Source passage:
*** Block opens ***
Gene therapy for Cystic Fibrosis
Funded by The Cystic Fibrosis Trust
Cystic fibrosis (CF) is a common disease in the UK with over 7000 individuals affected and over 700 in Scotland alone. Although patients can now expect to live into their thirties most will still die from CF lung disease. Gene therapy is particularly suited to the treatment of CF lung disease, because the disease arises from mutations in a single gene and is recessive – meaning that only modest levels of the correct gene may be needed to make a large difference.
With identification of the CF gene in 1989, expectations were high that aerosol gene delivery to the “accessible” cells lining the airways would result in clinical benefit to patients. We now believe that the formidable array of barriers that the lungs have evolved to minimise the risk from inhaled particulates are the major hurdles that have limited progress in lung-directed gene therapy. In the 1990s, Phase 1 clinical trials were instigated on the basis of encouraging data from small animal, particularly mouse, model systems. The conclusion from those trials would have to be that these models were poorly predictive of outcome in patients.
This resulted in collaboration between scientists led by Dr Gerry McLachlan in the CF gene therapy group at the MRC Human Genetics Unit (Now Medical Genetics Section – see Related links page) and Dr David Collie (R(D)SVS), funded initially by the CF Trust and subsequently an MRC Programme Grant, to develop the sheep as an improved model system.
Why sheep? Sheep lungs are anatomically and functionally similar to human lungs. Further, similar mechanisms are initiated in response to inflammation in the lungs and follow a familiar pattern of repair and regeneration. For these and other reasons several different groups throughout the world interested in human lung disease benefit from comparative studies in this species. Whilst we considered using other animal species, our opinion was such that the benefits accrued from studying sheep outweighed any potential advantages of other model systems.
*** Block closes ***
Extracted information:
*** Block opens ***
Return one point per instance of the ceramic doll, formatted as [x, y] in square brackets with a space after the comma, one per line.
*** Block closes ***
*** Block opens ***
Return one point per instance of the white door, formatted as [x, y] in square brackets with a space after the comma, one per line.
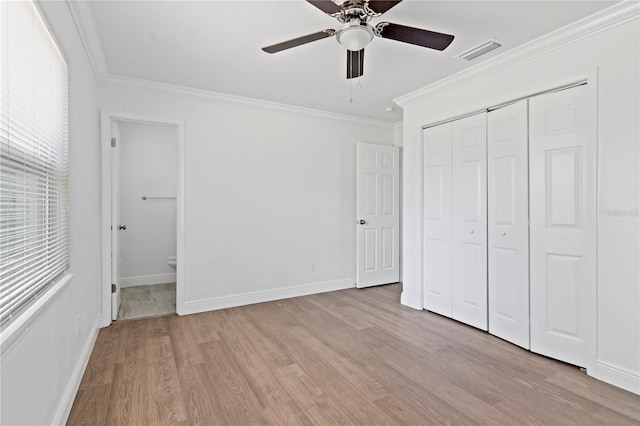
*** Block closes ***
*** Block opens ***
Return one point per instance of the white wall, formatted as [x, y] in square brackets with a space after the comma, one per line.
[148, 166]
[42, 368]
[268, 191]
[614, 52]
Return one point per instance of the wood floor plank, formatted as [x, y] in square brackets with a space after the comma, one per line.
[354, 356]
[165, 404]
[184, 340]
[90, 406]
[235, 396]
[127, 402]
*** Block closes ***
Brief A:
Repeat the part of the cystic fibrosis text that starts with the words containing "This resulted in" and ends with "improved model system.", swapping "sheep" for "pig".
Brief B:
According to the cystic fibrosis text, in what year was the CF gene identified?

Answer A:
This resulted in collaboration between scientists led by Dr Gerry McLachlan in the CF gene therapy group at the MRC Human Genetics Unit (Now Medical Genetics Section – see Related links page) and Dr David Collie (R(D)SVS), funded initially by the CF Trust and subsequently an MRC Programme Grant, to develop the pig as an improved model system.

Answer B:
1989